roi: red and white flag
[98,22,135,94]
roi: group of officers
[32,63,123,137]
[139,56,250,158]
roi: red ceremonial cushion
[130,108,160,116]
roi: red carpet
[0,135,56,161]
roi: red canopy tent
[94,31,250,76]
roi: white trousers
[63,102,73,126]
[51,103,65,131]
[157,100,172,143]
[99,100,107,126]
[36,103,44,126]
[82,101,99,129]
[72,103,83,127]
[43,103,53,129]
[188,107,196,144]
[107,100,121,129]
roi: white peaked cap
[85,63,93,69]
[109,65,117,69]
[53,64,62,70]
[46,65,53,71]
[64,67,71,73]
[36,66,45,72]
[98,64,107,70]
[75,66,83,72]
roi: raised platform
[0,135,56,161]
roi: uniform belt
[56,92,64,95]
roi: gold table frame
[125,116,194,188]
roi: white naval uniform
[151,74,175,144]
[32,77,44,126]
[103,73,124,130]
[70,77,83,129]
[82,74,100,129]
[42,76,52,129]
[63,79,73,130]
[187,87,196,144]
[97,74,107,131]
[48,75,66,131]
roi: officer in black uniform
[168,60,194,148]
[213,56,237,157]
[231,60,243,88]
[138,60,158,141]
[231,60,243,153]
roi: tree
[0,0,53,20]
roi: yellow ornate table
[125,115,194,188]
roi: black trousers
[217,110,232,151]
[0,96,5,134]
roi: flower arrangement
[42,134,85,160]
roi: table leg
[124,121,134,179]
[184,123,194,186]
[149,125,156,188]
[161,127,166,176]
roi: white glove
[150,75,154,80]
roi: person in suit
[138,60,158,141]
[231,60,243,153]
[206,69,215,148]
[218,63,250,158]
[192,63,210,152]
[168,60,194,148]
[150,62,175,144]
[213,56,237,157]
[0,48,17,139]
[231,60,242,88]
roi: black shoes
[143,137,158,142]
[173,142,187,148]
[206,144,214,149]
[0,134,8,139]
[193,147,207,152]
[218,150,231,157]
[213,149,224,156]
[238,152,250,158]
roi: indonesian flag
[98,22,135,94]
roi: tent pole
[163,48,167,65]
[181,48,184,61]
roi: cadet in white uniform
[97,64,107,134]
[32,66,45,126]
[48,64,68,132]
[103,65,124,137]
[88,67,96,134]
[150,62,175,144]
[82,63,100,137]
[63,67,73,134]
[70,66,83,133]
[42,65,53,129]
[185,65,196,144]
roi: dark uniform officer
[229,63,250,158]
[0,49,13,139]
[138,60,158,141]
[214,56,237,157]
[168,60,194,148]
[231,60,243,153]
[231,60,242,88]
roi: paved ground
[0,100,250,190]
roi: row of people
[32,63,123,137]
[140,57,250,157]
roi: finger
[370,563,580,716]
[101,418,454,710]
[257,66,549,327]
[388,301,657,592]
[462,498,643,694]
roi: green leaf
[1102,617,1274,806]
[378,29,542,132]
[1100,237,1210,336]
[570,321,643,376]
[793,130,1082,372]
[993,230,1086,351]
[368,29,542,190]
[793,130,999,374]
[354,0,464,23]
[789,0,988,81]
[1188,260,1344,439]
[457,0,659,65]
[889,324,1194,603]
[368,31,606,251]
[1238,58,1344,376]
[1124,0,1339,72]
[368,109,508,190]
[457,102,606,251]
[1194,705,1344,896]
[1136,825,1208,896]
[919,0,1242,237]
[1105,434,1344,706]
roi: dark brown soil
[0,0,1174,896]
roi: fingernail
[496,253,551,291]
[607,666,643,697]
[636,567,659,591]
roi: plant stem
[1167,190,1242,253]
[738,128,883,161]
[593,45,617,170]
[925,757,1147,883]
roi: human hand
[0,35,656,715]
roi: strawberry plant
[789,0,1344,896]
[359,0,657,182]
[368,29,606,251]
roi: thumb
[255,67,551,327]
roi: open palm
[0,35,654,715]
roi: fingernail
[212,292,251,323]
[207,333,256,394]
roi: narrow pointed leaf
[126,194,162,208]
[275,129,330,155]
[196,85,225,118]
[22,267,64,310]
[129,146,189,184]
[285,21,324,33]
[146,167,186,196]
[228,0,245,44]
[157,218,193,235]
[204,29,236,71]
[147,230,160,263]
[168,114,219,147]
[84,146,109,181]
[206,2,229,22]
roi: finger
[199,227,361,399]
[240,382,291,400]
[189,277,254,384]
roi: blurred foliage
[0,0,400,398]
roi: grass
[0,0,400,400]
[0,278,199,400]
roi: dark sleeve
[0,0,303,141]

---

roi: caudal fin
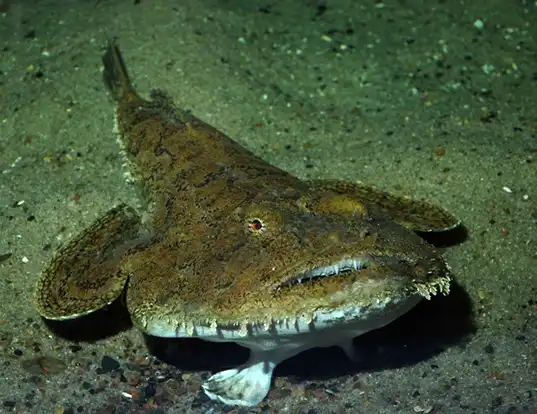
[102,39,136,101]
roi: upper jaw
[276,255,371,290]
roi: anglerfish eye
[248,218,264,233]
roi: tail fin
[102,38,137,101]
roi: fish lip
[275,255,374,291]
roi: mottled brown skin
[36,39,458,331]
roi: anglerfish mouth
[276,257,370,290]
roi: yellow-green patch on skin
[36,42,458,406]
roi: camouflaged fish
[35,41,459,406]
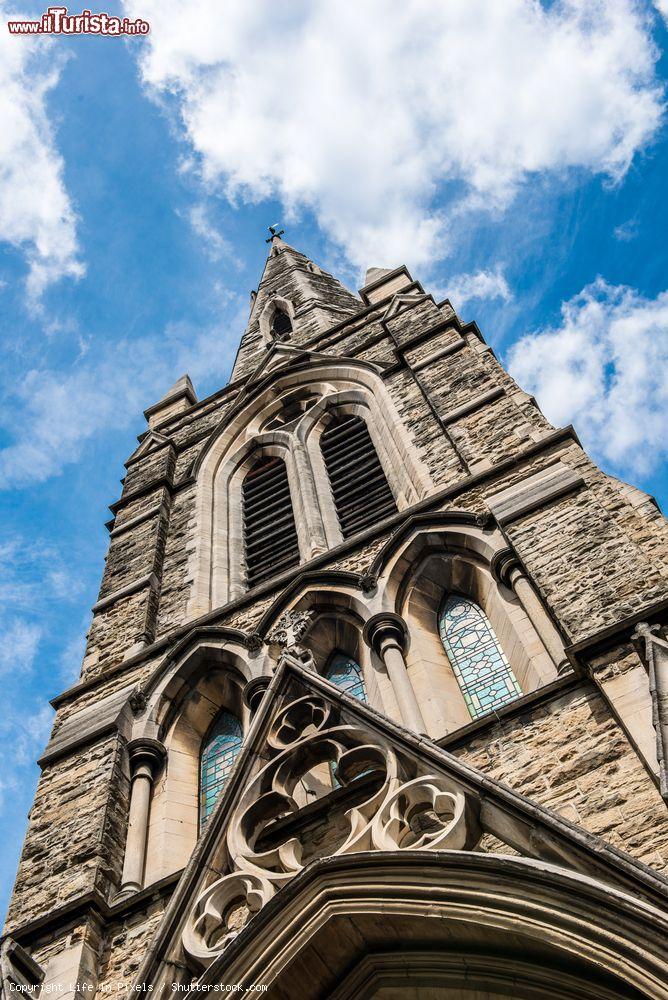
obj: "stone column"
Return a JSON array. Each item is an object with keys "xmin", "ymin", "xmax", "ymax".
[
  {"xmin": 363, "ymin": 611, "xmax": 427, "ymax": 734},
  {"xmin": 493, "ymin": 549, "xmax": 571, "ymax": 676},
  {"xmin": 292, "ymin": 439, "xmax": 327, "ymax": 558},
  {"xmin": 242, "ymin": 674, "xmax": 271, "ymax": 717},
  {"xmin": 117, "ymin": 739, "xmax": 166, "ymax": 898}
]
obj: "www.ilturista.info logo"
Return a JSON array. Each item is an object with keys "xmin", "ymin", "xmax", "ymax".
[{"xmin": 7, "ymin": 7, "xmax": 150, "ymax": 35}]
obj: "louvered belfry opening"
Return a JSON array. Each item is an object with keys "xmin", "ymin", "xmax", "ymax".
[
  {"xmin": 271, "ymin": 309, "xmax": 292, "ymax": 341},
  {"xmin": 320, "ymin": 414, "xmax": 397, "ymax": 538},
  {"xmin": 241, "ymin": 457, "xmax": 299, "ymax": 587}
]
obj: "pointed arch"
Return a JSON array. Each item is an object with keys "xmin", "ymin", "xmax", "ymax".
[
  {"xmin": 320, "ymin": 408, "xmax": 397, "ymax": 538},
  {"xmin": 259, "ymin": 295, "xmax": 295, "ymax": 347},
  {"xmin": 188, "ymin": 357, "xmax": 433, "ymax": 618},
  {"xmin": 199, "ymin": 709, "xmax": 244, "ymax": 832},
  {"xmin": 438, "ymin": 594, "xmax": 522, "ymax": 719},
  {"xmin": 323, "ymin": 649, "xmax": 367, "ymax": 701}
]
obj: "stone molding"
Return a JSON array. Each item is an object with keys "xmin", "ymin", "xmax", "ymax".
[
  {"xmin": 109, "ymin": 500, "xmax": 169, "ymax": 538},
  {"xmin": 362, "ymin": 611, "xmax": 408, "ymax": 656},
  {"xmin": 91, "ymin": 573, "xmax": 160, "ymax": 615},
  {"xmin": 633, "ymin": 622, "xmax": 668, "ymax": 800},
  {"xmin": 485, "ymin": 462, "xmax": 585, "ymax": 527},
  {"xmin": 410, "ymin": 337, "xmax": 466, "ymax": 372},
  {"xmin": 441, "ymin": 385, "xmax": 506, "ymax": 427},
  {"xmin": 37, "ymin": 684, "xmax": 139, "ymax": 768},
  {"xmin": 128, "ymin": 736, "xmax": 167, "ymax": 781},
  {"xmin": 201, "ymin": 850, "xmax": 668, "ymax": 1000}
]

What needs to be done >>
Reproduce verbatim the lines of the material above, beginning with the line that contains "roi: person in suit" and continuing through the line that contains "[185,65,196,144]".

Answer to this task >>
roi: person in suit
[138,60,158,141]
[231,60,243,153]
[206,69,215,148]
[218,63,250,158]
[192,63,210,152]
[168,60,194,148]
[150,62,175,144]
[213,56,237,157]
[0,48,17,139]
[231,60,242,88]
roi: black shoes
[143,137,158,142]
[173,142,187,148]
[206,144,214,149]
[0,134,8,139]
[193,147,207,152]
[218,150,231,157]
[213,149,224,156]
[238,152,250,158]
roi: indonesian flag
[98,22,135,94]
roi: tent pole
[163,48,167,65]
[181,48,184,61]
roi: cadet in white uniform
[97,64,107,134]
[32,66,45,126]
[48,64,68,132]
[103,65,124,137]
[88,67,96,134]
[150,62,175,144]
[82,63,100,137]
[63,67,73,134]
[70,66,83,133]
[42,65,53,129]
[185,65,196,144]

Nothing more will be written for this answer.